Dataset rows:
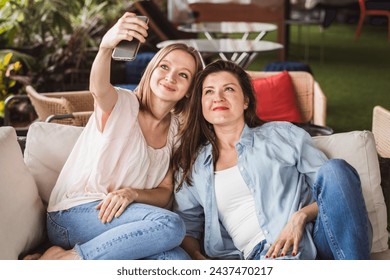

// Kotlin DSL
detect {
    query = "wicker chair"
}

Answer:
[247,71,326,127]
[26,85,94,126]
[372,106,390,158]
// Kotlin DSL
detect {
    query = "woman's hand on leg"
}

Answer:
[96,188,138,224]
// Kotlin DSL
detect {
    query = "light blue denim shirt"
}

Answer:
[174,122,327,259]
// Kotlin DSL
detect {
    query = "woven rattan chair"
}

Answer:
[26,85,94,126]
[372,106,390,158]
[248,71,326,126]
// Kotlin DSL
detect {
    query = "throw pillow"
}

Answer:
[313,131,388,253]
[24,122,83,206]
[0,127,46,260]
[252,71,302,123]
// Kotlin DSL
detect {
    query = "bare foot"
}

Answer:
[39,246,81,260]
[23,253,42,261]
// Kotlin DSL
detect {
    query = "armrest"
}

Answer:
[43,90,94,112]
[372,106,390,158]
[4,95,29,126]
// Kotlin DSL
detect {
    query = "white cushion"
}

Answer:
[24,122,83,206]
[0,127,46,260]
[314,131,388,253]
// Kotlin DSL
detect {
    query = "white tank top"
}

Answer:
[215,166,265,258]
[48,89,178,211]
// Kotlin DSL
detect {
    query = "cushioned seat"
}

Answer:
[264,61,313,75]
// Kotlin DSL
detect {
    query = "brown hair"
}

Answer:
[173,60,263,191]
[136,43,203,114]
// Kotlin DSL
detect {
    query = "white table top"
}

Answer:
[178,21,277,33]
[157,39,283,53]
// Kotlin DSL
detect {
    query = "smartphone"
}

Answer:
[112,16,149,61]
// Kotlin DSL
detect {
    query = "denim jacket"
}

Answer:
[175,122,327,259]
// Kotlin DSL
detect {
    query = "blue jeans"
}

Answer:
[47,201,190,260]
[313,159,372,260]
[248,159,372,260]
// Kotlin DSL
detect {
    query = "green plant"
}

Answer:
[0,52,22,117]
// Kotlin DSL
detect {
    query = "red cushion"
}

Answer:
[252,71,302,122]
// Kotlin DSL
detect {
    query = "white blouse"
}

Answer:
[48,88,179,211]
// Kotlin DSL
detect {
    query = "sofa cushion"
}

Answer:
[0,127,46,260]
[314,131,388,253]
[24,122,83,206]
[252,71,302,123]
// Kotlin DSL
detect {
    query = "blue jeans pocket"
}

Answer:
[47,211,72,250]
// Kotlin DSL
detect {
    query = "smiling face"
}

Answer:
[202,71,248,127]
[150,50,196,104]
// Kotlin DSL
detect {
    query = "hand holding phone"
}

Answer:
[112,16,149,61]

Prompt:
Arrange every line of the listing above as a JSON list of strings, one string per line, omitting blank lines. Leave the pictures out of the answer.

Reply to the exercise:
[
  "// Kotlin DSL",
  "detect {",
  "    query = \"wicker chair\"",
  "}",
  "Answer:",
  "[247,71,326,127]",
  "[26,85,94,126]",
  "[372,106,390,158]",
  "// Kotlin DSL",
  "detect {",
  "    query = \"woman's hand on leg\"",
  "}",
  "Answer:",
  "[96,188,138,224]",
  "// Kotlin DSL",
  "detect {",
  "    query = \"light blue denim shirt\"",
  "}",
  "Answer:",
  "[174,122,327,259]",
  "// Kotlin DSL",
  "detect {",
  "    query = \"woven rattan chair\"",
  "}",
  "Answer:",
  "[26,85,94,126]",
  "[372,106,390,158]",
  "[248,71,326,126]",
  "// Kotlin DSL",
  "detect {",
  "    query = \"throw pillow\"",
  "}",
  "Answer:",
  "[313,131,388,253]",
  "[24,122,83,206]",
  "[0,127,46,260]",
  "[252,71,302,123]",
  "// Kotlin DSL",
  "detect {",
  "    query = \"bare foot\"",
  "}",
  "Answer:",
  "[39,246,81,260]",
  "[23,253,42,261]",
  "// Kotlin DSL",
  "detect {",
  "    query = \"armrest\"",
  "}",
  "Answer:",
  "[43,90,94,112]",
  "[372,106,390,158]",
  "[4,95,29,126]",
  "// Kotlin DSL",
  "detect {",
  "    query = \"white cushion\"",
  "}",
  "Answer:",
  "[24,122,83,206]",
  "[0,127,46,260]",
  "[314,131,388,253]",
  "// Kotlin DSL",
  "detect {",
  "    query = \"white tank top\"",
  "}",
  "Answer:",
  "[215,166,265,258]",
  "[48,89,178,211]",
  "// Kotlin DSL",
  "detect {",
  "    query = \"cushioned seat\"",
  "}",
  "Answer:",
  "[264,61,313,75]",
  "// Kotlin DSL",
  "detect {",
  "    query = \"brown hair\"",
  "}",
  "Answer:",
  "[173,60,263,191]",
  "[136,43,203,114]",
  "// Kotlin DSL",
  "detect {",
  "    query = \"white table top\"",
  "}",
  "Answer:",
  "[178,21,277,33]",
  "[157,39,283,53]",
  "// Kotlin DSL",
  "detect {",
  "    query = \"smartphone\"",
  "}",
  "Answer:",
  "[112,16,149,61]",
  "// Kotlin DSL",
  "detect {",
  "    query = \"denim jacket\"",
  "}",
  "Answer:",
  "[175,122,327,259]",
  "// Kotlin DSL",
  "detect {",
  "    query = \"blue jeans\"",
  "}",
  "Answer:",
  "[47,201,190,260]",
  "[313,159,372,260]",
  "[248,159,372,260]",
  "// Kotlin DSL",
  "detect {",
  "    query = \"green plant\"",
  "}",
  "Answer:",
  "[0,52,22,117]",
  "// Kotlin DSL",
  "detect {",
  "    query = \"red cushion\"",
  "}",
  "Answer:",
  "[252,71,302,122]",
  "// Kotlin DSL",
  "detect {",
  "    query = \"white blouse\"",
  "}",
  "Answer:",
  "[48,88,179,211]",
  "// Kotlin DSL",
  "detect {",
  "    query = \"sofa cushion\"",
  "}",
  "Answer:",
  "[0,127,46,260]",
  "[314,131,388,253]",
  "[24,122,83,206]",
  "[252,71,302,123]",
  "// Kotlin DSL",
  "detect {",
  "    query = \"blue jeans pocket\"",
  "}",
  "Answer:",
  "[47,211,72,250]",
  "// Kotlin DSL",
  "detect {",
  "    query = \"smiling face\"",
  "}",
  "Answer:",
  "[202,71,248,127]",
  "[150,50,196,104]",
  "// Kotlin DSL",
  "detect {",
  "    query = \"hand holding phone\"",
  "}",
  "Answer:",
  "[112,16,149,61]"
]